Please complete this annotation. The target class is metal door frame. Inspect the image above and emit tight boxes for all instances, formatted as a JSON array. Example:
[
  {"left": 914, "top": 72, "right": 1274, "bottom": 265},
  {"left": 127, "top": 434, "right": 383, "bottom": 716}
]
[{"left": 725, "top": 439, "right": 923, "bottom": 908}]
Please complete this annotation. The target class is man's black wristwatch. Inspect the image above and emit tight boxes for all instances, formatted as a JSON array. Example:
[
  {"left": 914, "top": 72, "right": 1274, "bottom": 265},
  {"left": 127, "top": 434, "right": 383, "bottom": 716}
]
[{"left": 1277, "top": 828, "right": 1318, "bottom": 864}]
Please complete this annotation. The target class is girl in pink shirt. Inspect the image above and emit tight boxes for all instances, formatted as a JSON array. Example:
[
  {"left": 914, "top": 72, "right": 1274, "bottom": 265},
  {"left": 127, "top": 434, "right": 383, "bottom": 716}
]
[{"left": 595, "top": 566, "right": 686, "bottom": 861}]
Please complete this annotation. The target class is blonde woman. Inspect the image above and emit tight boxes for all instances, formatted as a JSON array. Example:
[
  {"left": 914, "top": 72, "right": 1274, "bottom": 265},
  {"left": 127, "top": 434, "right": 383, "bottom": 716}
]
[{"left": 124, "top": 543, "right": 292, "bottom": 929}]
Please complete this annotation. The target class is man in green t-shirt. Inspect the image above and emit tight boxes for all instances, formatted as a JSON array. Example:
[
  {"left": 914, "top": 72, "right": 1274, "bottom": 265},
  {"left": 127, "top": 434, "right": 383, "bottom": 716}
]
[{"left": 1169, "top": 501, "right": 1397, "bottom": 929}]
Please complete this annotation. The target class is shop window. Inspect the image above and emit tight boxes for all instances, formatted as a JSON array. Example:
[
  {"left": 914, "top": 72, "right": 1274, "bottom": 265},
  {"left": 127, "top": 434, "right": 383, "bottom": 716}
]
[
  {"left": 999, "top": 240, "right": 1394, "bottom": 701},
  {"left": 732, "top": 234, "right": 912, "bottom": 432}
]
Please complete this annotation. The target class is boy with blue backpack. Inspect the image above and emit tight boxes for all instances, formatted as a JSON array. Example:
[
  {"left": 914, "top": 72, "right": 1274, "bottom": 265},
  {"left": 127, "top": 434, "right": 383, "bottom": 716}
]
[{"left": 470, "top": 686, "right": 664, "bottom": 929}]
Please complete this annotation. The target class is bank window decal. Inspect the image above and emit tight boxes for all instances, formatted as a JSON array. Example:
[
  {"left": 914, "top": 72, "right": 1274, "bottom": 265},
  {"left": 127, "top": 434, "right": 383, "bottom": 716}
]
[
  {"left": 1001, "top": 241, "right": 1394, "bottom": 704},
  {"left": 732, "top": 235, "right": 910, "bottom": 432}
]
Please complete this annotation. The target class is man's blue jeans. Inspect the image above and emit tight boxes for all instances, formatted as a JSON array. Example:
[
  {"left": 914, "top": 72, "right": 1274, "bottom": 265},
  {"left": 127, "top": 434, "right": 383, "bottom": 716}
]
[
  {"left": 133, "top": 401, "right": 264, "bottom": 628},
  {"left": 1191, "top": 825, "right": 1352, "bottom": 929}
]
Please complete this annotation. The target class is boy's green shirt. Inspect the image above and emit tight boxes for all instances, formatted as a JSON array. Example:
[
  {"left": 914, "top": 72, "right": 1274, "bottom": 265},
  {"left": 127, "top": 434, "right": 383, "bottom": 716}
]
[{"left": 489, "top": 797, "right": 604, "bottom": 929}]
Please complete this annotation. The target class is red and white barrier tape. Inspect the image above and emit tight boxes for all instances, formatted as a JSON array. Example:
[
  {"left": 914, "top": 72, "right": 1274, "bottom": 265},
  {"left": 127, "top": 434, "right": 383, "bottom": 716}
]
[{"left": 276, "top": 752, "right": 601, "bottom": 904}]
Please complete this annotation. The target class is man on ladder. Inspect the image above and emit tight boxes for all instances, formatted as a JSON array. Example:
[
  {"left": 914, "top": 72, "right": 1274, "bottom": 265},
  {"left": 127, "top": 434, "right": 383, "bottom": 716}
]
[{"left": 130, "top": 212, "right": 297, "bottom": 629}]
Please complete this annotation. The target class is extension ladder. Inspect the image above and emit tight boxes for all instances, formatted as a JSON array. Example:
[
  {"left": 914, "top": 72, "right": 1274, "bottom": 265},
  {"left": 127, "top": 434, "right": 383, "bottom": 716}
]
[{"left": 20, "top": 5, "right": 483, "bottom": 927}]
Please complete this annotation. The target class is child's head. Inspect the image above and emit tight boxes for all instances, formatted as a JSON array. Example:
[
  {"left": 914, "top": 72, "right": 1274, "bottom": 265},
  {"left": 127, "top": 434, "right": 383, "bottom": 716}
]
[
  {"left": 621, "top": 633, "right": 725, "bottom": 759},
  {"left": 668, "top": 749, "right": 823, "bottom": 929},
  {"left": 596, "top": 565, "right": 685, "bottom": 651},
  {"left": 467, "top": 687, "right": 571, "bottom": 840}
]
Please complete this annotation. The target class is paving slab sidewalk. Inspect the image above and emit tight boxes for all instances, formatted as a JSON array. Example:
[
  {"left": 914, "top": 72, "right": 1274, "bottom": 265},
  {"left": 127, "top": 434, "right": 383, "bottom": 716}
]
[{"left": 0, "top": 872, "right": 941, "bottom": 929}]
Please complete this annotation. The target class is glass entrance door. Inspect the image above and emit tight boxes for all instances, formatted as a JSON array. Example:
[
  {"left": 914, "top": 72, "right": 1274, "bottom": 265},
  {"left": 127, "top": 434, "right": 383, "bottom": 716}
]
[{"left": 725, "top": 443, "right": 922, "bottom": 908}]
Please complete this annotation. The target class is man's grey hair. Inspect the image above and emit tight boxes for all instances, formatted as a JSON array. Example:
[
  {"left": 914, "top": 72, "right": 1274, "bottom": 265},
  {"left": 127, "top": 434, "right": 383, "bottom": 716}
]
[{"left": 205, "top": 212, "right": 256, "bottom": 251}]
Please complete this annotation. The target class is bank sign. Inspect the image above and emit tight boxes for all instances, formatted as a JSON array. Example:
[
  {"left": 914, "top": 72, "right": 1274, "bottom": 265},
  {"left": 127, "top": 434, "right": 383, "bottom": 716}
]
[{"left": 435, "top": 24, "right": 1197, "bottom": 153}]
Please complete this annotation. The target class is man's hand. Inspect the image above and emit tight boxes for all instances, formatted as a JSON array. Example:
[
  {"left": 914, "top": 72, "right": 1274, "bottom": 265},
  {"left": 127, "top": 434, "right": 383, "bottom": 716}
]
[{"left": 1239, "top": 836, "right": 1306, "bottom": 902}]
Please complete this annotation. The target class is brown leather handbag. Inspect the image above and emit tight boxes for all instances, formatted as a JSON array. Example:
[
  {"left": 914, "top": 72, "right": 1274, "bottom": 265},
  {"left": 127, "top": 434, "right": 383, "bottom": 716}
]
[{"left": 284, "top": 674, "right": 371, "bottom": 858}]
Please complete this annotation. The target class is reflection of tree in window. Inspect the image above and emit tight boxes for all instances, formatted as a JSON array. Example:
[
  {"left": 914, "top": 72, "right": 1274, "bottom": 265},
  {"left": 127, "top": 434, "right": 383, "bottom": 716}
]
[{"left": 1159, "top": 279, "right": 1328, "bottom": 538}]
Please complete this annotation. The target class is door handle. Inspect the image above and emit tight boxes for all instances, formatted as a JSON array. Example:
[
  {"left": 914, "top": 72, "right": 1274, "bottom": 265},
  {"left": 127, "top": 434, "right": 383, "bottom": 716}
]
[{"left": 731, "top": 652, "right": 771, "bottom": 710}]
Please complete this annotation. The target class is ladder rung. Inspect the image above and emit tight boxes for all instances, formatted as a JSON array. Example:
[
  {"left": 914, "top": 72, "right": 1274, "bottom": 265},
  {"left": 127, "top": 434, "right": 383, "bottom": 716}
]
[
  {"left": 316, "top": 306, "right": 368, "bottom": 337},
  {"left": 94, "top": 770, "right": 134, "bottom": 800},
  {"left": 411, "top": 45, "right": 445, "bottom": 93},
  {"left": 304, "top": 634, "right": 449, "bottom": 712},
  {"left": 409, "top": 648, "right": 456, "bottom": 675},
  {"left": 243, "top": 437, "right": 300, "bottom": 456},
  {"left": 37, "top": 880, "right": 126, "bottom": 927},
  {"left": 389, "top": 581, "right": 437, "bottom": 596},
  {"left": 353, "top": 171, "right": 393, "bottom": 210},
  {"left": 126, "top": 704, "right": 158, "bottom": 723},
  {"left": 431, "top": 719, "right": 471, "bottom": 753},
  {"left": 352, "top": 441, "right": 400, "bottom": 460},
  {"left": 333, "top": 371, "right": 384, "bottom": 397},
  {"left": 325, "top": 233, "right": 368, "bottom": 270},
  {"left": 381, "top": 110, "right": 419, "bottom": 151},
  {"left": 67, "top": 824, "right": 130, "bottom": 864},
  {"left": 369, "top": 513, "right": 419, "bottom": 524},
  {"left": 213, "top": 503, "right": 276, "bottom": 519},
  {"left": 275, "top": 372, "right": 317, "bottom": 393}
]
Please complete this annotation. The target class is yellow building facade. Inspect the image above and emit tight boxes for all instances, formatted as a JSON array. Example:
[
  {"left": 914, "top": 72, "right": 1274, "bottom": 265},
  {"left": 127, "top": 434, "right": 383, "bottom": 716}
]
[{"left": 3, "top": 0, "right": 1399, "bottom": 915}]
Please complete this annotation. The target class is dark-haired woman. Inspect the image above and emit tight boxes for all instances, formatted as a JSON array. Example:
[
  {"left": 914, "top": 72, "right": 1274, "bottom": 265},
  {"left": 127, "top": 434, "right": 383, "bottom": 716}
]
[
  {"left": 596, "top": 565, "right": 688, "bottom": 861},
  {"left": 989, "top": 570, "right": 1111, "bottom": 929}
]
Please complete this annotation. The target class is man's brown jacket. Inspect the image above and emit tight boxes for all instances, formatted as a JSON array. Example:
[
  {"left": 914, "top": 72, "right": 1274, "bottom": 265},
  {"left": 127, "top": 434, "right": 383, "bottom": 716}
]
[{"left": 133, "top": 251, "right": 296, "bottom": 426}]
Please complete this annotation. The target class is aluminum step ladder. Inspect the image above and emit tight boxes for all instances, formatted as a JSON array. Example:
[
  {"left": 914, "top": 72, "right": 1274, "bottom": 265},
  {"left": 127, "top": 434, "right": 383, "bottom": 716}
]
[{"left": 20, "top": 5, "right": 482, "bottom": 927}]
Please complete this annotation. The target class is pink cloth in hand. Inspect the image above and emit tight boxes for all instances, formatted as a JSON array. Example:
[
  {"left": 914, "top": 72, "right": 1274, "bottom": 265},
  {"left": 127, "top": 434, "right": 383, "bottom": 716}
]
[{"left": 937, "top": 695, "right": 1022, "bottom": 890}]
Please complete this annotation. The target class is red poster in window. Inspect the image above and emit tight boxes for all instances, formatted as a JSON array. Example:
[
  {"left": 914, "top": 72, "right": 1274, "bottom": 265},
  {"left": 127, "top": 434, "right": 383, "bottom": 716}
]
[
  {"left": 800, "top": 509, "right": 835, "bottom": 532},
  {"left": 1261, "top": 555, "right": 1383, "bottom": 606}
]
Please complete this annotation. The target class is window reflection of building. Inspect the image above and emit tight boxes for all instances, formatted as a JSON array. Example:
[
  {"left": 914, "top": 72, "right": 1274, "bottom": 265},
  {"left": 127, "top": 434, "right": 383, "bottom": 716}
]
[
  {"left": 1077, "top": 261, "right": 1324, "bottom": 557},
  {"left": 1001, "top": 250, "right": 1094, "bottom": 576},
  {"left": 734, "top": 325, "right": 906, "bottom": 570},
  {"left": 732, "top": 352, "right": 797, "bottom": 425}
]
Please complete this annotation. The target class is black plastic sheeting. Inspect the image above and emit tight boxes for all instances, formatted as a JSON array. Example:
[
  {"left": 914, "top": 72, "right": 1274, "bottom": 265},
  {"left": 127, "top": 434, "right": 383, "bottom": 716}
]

AIM OF THE TASK >> Wherever "woman" appears in the listing, report the line it is on.

ANSWER TO THIS EXERCISE >>
Please complete this annotation. The target class is blonde woman. Inspect the image above and emit tight boxes for all instances, formatted as a JSON array. Example:
Please complete this annotation. The target class is dark-haired woman. Inspect the image above and emit tight boxes for all instances, formatted as a JSON array. Example:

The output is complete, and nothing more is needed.